Text shown:
Every Woman has a Story to Tell, Inside Each there is Wisdom
by Cindy Frost
This is the continued story of what happened to me and my dear friend Kristina while on a hike Summer 2021.
Recap from Part One:
Kristina and I have left Camas Lake because strong cool winds prompted a change of plans.
It is an odd scene at the primitive camp site: paracord hung awkwardly low in a tree– if its purpose is to hold a food cache.
A mountain bike has been spotted, new since our arrival, just off the path lying on the ground in a depression.
The rider is nowhere in sight, the top pedal is still rotating… it’s been set down in a hurry.Surprise Encounter in Montana Back Country, Part 1
Common back country trail etiquette is for passing travelers, at minimum, to nod or wave out of acknowledgement… a manner of respect. It would be impossible to miss seeing another person in this small hemmed in area near the lake… unless you didn’t want to be seen.
Straining to hear, scanning the area, I pause.
Back from the direction near the lake I hear a voice.
How did he get around us?
Now that we have departed there is an attempt to make contact, converse? Odd.
It is unsettling that I would have missed observing a person while still in their immediate proximity. This feels a bit like a game of Marco Polo… but we are strangers to “Marco” and because of that, I do not want to play. I remain quiet and do not call back with a reply.
I have no intention of playing.
Kristina and I continue down the trail.
In light of the circumstances, I am grateful that we did not drop our packs and equipment to go in for that swim. The entire duration of the hike though, jumping into the lake was something I had been looking forward to…
The wind stirred both the water and our resolution to do so, I reflect now. As we set our feet onto the path headed for home, I am counting it a blessing that we didn’t get in. The bike was stowed near the water in that small drainage depression. It was set down headlong, both handlebar and front tire aimed in the direction of the water. The rider, therefore, likely dismounted from the bike with his right foot pushing off from the top pedal as he stepped off. It is likely he then continued on towards the lake… That’s where we were.

Material supplied:
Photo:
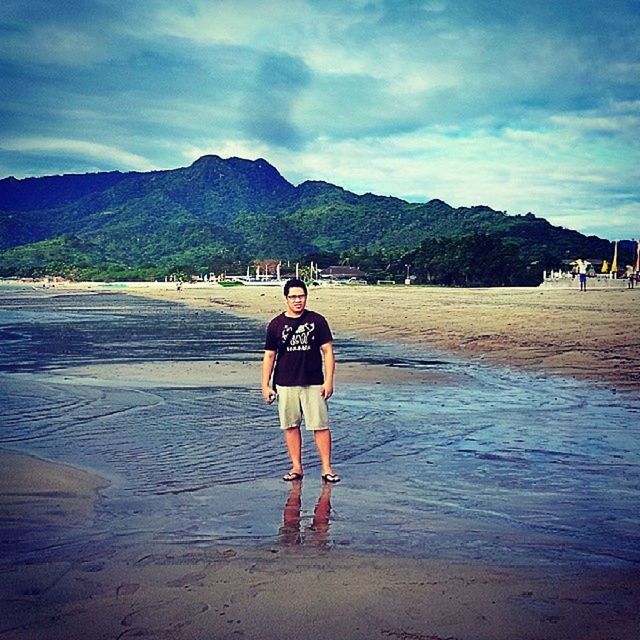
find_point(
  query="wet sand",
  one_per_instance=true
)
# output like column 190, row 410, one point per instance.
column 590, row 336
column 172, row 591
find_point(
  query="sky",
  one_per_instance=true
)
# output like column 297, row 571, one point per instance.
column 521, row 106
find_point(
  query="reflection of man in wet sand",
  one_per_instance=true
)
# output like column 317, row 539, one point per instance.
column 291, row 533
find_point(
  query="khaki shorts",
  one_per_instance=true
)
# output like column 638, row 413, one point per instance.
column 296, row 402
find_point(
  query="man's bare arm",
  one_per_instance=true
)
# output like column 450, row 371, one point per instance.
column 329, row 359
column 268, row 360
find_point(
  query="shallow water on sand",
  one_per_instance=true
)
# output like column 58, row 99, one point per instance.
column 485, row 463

Instructions:
1. In the story of the Montana hike, which direction were the bike's handlebar and front tire aimed?
2. Repeat the Montana hiking story from "Recap from Part" up to and including "hear a voice.".
3. Keep writing the Montana hiking story past its final sentence.

Outputs by task:
1. They were aimed in the direction of the water.

2.
Recap from Part One:
Kristina and I have left Camas Lake because strong cool winds prompted a change of plans.
It is an odd scene at the primitive camp site: paracord hung awkwardly low in a tree– if its purpose is to hold a food cache.
A mountain bike has been spotted, new since our arrival, just off the path lying on the ground in a depression.
The rider is nowhere in sight, the top pedal is still rotating… it’s been set down in a hurry.Surprise Encounter in Montana Back Country, Part 1
Common back country trail etiquette is for passing travelers, at minimum, to nod or wave out of acknowledgement… a manner of respect. It would be impossible to miss seeing another person in this small hemmed in area near the lake… unless you didn’t want to be seen.
Straining to hear, scanning the area, I pause.
Back from the direction near the lake I hear a voice.

3.
Again, the fact that it’s a small, contained area hemmed in by the topography of the landscape… Tough to miss seeing someone unless they didn’t want to be seen. Without intention, this looping of facts continues to drive my thoughts.
Had this person been watching us during our brief time there?
Tracking, reading evidence, observing body language and human nature is what I do for as long as I can recall. Part of who I am, I do it on auto pilot. Growing up as a kid in remote areas and in many different towns, it was both a pastime and a survival mechanism. It saved me several times then and while working as a crime scene investigator in one of America’s most violent cities, the skillset helped me to excel at the work.
It is without intention that I find myself observing details, minutia really. Most observations are insignificant. However, when behaviors or circumstances fall outside of statistical normality, just as we breathe without thinking, my mind begins registering the anomalies.
I have learned to trust this process, just as you trust your body to tell you that it is time to eat, drink or sleep.
Thinking back to moments just past, my mind is reviewing the anomalies that are at the root of my thought process loop. What was it specifically, that caused me to want to leave when we did?
It was me that initiated the quick departure.
We had not gotten into swim. On any other given day, I would have… Even if Kristina did not want to (I have been known to lay down in the tiniest of streams, even a mud puddle to cool down from a hike! My husband can attest!)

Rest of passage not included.